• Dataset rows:
+ + +
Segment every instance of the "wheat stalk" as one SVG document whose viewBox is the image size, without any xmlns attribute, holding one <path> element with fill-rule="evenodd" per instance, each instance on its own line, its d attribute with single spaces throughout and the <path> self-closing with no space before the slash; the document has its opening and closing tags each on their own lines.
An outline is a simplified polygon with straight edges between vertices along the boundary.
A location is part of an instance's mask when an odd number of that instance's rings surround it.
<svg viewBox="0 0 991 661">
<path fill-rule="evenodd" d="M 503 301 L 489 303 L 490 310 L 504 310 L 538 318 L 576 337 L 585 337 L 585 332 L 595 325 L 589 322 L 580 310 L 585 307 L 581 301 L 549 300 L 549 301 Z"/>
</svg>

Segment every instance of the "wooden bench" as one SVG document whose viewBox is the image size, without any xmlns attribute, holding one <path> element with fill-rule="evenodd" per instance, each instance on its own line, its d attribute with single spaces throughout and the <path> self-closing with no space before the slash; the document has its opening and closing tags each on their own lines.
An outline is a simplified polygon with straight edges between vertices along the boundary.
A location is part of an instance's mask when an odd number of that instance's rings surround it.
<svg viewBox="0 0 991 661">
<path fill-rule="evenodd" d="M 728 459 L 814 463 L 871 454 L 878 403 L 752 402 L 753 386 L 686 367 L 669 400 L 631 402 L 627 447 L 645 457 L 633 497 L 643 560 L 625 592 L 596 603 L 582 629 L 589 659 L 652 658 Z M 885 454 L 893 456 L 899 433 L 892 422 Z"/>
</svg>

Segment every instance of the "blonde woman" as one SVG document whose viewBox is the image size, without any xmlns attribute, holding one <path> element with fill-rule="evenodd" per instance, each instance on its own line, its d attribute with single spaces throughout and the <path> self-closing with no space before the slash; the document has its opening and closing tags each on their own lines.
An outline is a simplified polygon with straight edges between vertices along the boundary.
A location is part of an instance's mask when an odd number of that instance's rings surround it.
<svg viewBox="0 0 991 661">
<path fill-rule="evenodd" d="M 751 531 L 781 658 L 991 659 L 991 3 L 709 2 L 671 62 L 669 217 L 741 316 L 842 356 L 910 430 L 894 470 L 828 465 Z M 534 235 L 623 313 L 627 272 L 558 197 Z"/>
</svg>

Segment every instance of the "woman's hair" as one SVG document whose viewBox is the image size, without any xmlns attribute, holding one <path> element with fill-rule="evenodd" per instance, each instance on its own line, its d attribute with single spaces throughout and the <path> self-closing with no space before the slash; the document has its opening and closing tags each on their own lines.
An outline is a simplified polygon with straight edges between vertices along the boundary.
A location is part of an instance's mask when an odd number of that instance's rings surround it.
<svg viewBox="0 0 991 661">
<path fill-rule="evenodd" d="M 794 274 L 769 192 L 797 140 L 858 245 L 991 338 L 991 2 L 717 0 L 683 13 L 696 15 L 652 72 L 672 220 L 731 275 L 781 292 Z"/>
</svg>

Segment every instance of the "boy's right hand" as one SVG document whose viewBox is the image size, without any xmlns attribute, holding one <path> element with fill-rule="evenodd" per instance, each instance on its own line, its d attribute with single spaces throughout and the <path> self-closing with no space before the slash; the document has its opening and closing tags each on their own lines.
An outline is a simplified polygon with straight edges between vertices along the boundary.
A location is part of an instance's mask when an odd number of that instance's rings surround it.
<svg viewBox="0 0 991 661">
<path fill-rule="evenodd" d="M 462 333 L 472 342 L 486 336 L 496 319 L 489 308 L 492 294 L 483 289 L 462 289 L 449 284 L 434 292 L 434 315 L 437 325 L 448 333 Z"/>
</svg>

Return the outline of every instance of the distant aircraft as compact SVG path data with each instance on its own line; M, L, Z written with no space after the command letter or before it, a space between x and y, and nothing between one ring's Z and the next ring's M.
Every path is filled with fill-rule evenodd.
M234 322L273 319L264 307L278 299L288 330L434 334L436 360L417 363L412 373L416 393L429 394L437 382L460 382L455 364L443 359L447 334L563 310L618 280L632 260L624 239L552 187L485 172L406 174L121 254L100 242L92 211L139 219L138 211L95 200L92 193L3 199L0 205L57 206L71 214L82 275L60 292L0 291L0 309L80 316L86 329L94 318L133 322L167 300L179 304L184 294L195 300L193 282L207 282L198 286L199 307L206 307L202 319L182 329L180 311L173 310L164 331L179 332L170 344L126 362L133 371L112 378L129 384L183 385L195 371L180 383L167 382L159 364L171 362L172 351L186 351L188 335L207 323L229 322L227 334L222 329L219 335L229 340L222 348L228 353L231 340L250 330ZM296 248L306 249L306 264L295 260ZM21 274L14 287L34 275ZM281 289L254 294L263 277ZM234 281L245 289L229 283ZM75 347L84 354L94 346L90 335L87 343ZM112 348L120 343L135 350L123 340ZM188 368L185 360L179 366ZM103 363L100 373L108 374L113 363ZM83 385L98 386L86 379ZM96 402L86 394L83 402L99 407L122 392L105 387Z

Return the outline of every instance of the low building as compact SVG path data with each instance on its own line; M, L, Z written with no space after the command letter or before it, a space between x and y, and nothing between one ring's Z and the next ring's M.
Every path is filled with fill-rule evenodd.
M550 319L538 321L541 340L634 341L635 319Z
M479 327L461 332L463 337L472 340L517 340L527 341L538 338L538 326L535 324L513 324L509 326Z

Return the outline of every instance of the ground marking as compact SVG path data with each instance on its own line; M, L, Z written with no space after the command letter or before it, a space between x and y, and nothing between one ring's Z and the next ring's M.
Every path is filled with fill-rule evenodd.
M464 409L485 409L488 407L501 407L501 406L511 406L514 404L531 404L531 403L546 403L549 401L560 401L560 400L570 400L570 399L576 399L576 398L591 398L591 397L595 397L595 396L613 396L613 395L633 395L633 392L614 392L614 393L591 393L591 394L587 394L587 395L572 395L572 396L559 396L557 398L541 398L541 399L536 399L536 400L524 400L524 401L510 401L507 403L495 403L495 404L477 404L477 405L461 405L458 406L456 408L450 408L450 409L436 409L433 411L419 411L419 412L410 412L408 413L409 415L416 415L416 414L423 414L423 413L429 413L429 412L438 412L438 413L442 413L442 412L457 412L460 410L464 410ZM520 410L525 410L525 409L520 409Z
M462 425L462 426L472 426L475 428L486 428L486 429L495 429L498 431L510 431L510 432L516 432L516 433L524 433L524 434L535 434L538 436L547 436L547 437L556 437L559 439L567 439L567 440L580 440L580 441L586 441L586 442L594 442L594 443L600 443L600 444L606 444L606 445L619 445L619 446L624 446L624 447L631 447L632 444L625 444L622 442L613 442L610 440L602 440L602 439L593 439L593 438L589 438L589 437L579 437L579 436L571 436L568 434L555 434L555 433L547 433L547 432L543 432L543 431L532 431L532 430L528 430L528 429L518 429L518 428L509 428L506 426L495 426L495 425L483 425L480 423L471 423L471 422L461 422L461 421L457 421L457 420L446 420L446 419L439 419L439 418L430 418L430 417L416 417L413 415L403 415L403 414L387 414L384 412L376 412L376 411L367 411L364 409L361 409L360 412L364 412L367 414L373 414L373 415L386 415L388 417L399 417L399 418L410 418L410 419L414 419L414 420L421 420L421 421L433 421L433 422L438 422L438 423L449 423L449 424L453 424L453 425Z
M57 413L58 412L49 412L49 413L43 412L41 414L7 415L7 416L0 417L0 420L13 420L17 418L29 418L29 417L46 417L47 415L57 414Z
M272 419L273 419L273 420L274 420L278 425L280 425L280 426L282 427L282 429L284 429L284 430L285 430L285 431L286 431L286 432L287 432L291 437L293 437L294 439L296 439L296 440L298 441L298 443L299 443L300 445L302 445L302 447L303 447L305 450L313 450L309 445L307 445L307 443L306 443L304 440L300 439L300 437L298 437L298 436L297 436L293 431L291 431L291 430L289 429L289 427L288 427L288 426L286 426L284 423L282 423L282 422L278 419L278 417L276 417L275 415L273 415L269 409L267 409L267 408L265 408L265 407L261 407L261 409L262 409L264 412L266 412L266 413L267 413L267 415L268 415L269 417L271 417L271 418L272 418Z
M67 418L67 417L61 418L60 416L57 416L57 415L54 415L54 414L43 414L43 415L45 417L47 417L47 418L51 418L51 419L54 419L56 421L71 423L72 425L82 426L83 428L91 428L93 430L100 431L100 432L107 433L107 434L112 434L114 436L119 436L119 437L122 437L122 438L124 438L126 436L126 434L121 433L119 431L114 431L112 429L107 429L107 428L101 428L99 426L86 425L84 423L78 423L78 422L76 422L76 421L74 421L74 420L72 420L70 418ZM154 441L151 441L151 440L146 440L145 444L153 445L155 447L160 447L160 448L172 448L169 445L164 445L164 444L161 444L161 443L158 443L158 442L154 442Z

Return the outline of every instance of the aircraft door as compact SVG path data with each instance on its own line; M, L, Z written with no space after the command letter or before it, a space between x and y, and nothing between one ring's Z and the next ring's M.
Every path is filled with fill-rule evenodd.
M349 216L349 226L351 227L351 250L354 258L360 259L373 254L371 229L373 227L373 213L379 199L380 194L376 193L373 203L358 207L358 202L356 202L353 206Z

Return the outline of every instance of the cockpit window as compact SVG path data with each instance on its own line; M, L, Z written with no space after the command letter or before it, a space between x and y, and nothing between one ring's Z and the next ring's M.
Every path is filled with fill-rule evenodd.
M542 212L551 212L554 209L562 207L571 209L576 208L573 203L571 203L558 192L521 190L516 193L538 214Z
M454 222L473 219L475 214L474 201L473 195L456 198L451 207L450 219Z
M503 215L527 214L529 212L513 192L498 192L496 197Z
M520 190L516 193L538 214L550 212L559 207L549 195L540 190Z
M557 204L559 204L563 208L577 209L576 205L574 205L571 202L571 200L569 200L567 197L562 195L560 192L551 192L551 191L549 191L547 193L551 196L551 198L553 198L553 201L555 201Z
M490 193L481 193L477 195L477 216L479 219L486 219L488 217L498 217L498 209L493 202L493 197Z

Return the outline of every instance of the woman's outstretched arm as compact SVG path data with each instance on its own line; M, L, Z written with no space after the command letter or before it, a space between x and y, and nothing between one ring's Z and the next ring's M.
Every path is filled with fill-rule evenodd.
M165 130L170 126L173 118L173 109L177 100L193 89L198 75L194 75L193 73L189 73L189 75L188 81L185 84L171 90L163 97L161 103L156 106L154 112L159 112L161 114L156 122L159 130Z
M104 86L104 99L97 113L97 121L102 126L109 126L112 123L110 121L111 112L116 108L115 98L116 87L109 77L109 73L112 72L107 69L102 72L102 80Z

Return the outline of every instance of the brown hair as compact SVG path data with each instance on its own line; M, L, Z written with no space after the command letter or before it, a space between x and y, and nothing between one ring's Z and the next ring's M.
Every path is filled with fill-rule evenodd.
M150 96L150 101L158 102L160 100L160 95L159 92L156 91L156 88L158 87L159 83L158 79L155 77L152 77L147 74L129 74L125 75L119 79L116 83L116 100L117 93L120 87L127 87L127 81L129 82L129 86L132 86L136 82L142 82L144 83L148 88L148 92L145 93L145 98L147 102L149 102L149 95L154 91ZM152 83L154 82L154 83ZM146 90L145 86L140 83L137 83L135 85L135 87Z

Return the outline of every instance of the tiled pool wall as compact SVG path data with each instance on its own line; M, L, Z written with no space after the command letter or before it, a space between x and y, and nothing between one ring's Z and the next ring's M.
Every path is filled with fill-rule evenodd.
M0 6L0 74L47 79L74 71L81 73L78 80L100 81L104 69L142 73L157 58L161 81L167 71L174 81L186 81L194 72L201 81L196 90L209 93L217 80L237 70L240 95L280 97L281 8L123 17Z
+ + +
Switch "outline" to "contour" in the listing lines that begin at the line containing "Return the outline of every instance of the cockpit" and stop after the line containing "M490 193L481 193L477", leaving everything else the same.

Return the contour of every instance of the cockpit window as compact SVG path data with each instance on its own line; M, L, Z written with no space after the command letter or before it, a space between x and y, and nothing between one ring's Z and the next ring's M.
Every path is filled with fill-rule evenodd.
M542 212L551 212L554 209L562 207L571 209L576 208L573 203L571 203L558 192L521 190L516 193L538 214Z
M454 222L473 219L475 214L474 201L473 195L456 198L451 207L450 219Z
M503 215L527 214L529 212L513 192L498 192L496 197Z
M520 190L516 193L538 214L550 212L559 207L549 195L540 190Z
M557 204L559 204L563 208L577 209L576 205L574 205L571 202L571 200L569 200L567 197L562 195L560 192L551 192L551 191L549 191L547 193L551 196L551 198L553 198L553 201L555 201Z
M490 193L481 193L477 195L477 216L479 219L486 219L488 217L498 217L498 209L493 202L493 197Z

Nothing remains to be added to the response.